▸ **Richiesta**: Riporti nuovamente le righe dei dati dalla riga che contiene "the wooden table." fino alla riga che contiene "[[349, 1083], [193, 1037]]", estremi inclusi, sostituendo "brown leather notebook" con "red leather notebook" e lasciando invariato tutto il resto.

▸ **Dati da elaborare**:

^^^^

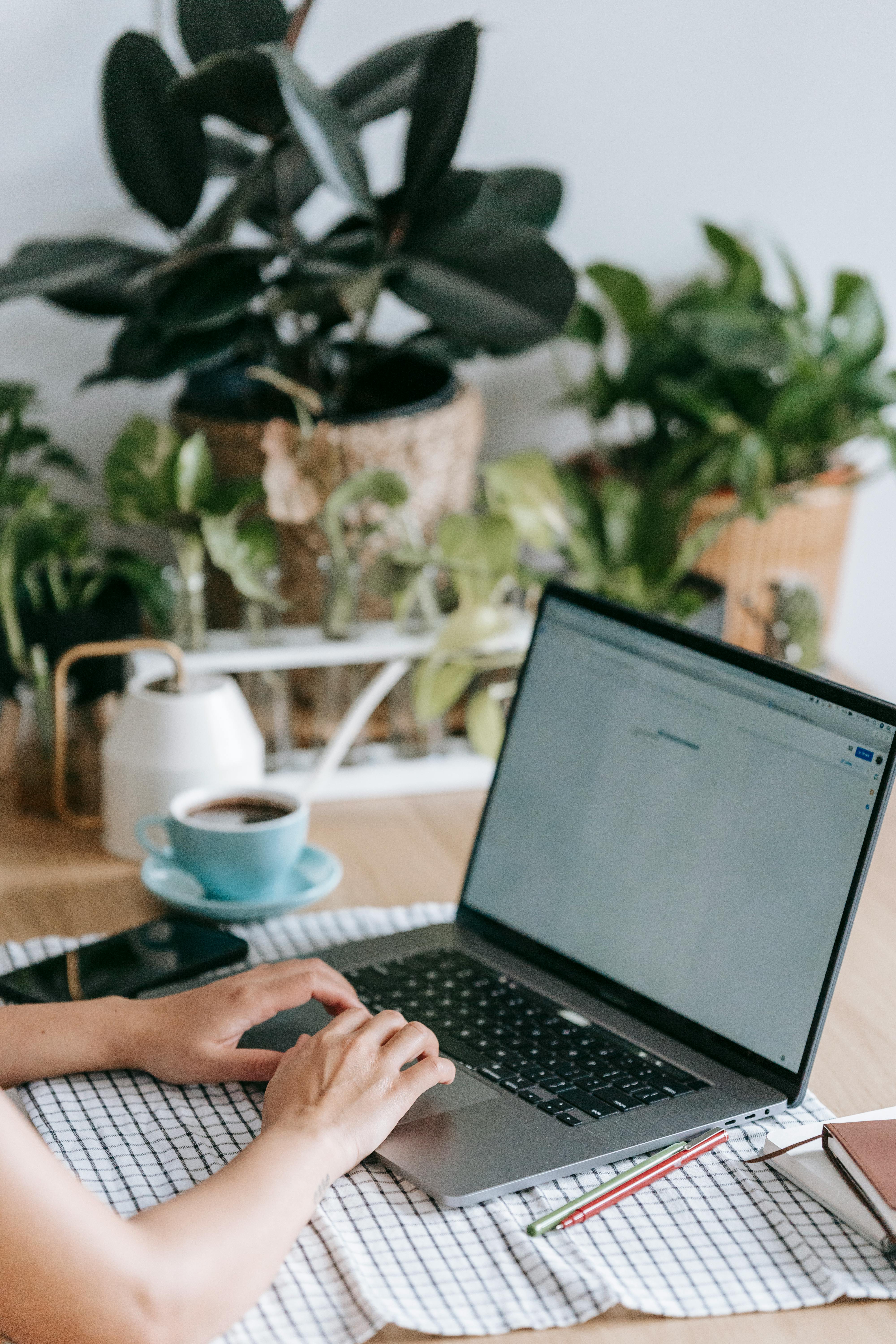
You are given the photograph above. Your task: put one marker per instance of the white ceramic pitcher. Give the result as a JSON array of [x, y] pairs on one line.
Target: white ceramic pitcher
[[167, 737]]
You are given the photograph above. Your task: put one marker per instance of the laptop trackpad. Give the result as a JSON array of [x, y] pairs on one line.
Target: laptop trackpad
[[464, 1092]]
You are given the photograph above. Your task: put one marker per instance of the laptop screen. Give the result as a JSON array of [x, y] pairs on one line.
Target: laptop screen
[[686, 829]]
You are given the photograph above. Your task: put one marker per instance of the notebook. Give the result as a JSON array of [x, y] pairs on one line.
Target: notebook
[[811, 1169]]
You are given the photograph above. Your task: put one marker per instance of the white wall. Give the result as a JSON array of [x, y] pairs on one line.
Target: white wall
[[774, 119]]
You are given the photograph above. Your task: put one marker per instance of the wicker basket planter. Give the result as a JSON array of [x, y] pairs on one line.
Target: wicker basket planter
[[435, 450], [803, 538]]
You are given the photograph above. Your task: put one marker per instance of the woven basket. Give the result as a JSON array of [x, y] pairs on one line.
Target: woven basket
[[804, 538], [436, 452]]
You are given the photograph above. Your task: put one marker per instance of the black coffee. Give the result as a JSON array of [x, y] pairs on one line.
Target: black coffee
[[240, 812]]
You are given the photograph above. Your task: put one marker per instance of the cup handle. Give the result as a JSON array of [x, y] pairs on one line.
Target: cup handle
[[140, 831]]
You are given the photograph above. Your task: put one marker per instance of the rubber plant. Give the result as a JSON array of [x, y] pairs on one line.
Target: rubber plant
[[467, 249], [726, 388], [154, 476]]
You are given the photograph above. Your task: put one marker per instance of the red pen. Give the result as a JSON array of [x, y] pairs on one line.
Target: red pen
[[699, 1146]]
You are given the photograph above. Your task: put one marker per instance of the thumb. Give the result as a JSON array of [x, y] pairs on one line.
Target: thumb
[[248, 1066]]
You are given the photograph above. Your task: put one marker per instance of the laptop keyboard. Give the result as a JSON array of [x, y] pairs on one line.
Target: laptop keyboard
[[520, 1041]]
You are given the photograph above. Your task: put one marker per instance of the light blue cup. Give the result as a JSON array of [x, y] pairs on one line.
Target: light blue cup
[[232, 862]]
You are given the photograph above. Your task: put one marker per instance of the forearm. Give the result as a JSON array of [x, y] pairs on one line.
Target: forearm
[[218, 1247], [179, 1273], [43, 1041]]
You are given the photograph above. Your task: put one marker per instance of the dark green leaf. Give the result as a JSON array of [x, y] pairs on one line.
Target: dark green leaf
[[745, 276], [518, 196], [735, 338], [439, 111], [627, 292], [159, 151], [210, 26], [500, 288], [383, 83], [237, 85], [856, 321], [146, 351], [585, 323], [60, 268], [228, 157], [324, 131], [206, 288]]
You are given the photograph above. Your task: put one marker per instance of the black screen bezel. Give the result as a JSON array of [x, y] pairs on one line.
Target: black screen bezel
[[792, 1083]]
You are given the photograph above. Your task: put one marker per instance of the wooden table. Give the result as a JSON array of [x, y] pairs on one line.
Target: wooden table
[[398, 851]]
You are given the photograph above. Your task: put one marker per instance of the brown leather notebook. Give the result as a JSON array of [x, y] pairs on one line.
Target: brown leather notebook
[[864, 1152]]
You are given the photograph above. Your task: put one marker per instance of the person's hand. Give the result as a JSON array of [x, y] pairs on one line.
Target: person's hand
[[349, 1083], [193, 1037]]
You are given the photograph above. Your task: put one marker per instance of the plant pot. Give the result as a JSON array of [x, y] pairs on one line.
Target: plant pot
[[433, 444], [803, 538]]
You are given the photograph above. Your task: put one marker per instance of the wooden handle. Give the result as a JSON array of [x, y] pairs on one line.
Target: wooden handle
[[101, 650]]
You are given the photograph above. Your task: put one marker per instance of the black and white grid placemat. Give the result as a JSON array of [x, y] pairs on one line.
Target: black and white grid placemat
[[713, 1240]]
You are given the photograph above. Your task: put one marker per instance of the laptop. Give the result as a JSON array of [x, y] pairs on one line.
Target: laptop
[[655, 912]]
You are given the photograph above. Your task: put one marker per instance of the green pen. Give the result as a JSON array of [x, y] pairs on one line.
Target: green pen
[[549, 1221]]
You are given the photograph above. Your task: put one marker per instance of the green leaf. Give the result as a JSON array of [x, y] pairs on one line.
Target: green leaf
[[324, 131], [439, 686], [159, 153], [585, 323], [856, 321], [228, 157], [524, 489], [499, 287], [62, 269], [439, 111], [519, 196], [237, 85], [800, 302], [146, 351], [245, 553], [620, 517], [745, 276], [734, 338], [139, 475], [382, 84], [206, 288], [485, 724], [753, 468], [479, 550], [210, 26], [194, 475], [627, 292]]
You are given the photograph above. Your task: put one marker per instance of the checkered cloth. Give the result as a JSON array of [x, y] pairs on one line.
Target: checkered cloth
[[713, 1240]]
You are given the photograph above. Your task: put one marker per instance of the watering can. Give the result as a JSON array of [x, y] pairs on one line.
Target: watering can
[[168, 734]]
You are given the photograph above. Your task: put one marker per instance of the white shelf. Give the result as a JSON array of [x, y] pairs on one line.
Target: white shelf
[[306, 647]]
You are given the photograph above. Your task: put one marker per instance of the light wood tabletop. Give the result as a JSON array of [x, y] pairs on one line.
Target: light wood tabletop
[[398, 851]]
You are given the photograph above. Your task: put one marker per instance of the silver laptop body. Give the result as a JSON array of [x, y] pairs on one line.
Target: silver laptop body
[[664, 880]]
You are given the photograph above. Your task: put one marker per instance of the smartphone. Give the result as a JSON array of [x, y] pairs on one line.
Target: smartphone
[[154, 955]]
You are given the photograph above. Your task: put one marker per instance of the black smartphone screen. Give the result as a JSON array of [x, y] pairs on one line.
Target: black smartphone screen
[[154, 955]]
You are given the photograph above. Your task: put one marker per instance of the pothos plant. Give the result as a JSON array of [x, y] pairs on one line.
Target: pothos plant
[[56, 588], [535, 522], [155, 476], [727, 388], [467, 249]]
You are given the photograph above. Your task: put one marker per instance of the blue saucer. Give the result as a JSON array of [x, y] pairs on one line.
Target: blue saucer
[[314, 876]]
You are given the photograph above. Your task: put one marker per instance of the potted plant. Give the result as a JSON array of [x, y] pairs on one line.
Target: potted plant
[[155, 478], [730, 403], [465, 249], [56, 592]]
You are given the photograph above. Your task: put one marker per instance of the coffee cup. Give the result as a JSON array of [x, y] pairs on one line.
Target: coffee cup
[[238, 842]]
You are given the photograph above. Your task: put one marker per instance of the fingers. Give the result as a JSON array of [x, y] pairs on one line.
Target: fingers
[[271, 990]]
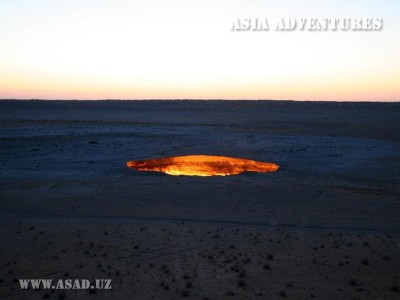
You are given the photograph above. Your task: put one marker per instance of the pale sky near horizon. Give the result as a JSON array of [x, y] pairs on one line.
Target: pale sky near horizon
[[182, 49]]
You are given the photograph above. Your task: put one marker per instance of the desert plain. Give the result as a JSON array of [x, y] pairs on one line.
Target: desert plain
[[326, 225]]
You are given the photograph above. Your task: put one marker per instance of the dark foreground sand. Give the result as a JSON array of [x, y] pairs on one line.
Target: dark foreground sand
[[325, 226]]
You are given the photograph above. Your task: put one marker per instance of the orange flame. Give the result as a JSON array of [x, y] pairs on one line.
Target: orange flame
[[202, 165]]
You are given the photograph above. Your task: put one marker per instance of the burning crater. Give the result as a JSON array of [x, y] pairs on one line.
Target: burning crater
[[202, 165]]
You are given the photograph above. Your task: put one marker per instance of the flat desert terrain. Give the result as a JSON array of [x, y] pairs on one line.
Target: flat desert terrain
[[326, 225]]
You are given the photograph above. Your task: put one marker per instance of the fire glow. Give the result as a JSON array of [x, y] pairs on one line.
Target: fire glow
[[202, 165]]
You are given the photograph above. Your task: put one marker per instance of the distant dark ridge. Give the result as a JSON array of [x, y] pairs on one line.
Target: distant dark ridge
[[195, 100]]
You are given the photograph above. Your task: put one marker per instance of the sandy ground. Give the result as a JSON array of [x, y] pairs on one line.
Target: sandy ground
[[325, 226]]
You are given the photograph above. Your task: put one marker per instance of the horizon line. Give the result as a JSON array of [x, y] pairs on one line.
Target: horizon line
[[200, 99]]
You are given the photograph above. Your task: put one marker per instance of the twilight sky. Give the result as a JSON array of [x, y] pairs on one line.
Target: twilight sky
[[169, 49]]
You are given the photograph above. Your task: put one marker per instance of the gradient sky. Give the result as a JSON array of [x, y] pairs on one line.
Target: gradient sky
[[169, 49]]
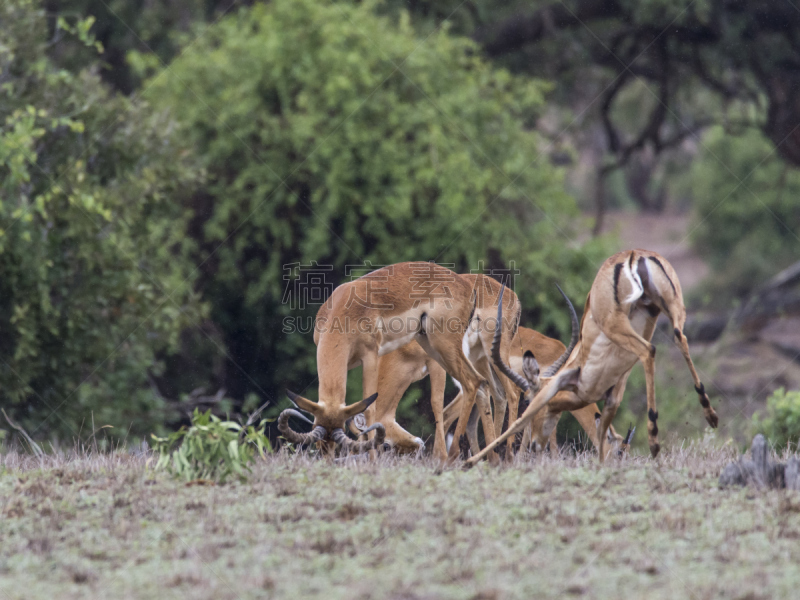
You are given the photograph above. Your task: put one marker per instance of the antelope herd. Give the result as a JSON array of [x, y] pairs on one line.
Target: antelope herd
[[407, 321]]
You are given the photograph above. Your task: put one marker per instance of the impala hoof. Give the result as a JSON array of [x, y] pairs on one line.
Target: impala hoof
[[654, 449]]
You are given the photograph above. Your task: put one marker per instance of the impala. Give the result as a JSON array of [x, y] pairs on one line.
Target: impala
[[372, 316], [630, 291]]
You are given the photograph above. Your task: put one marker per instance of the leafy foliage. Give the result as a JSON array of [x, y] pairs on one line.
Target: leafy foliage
[[780, 421], [211, 448], [748, 209], [96, 277], [335, 135]]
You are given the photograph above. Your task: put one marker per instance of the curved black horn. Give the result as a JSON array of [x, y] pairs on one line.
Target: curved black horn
[[319, 433], [553, 369], [301, 403], [518, 380], [352, 447]]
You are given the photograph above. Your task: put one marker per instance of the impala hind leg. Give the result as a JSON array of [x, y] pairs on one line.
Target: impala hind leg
[[565, 380], [619, 330], [708, 411], [610, 405], [438, 380]]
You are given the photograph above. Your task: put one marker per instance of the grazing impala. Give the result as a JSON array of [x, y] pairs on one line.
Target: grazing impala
[[374, 315], [629, 292], [397, 369]]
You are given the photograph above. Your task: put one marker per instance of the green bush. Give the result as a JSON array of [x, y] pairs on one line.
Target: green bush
[[780, 421], [334, 135], [211, 448], [746, 222], [96, 280]]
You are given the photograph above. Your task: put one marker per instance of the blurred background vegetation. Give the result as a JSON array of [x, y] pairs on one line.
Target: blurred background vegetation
[[163, 161]]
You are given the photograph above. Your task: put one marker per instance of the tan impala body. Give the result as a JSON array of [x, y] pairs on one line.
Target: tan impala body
[[630, 291], [390, 372], [399, 369], [377, 314]]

^^^^

▸ **Soluzione completa**:
You are given the photograph above. Your task: put one marker per instance of the wooden table. Give the result as a JSON array of [x, y] pairs on one line.
Target: wooden table
[[398, 851]]
You are given the photograph above. Your task: put one marker per instance of the red leather notebook. Give the result as a JSON array of [x, y] pairs on one line.
Target: red leather notebook
[[864, 1152]]
You are given the photograph above. Your task: put one marker per instance of the person's hand. Give the result as a JSON array of [x, y] pairs on one line.
Target: person's hand
[[349, 1083], [193, 1037]]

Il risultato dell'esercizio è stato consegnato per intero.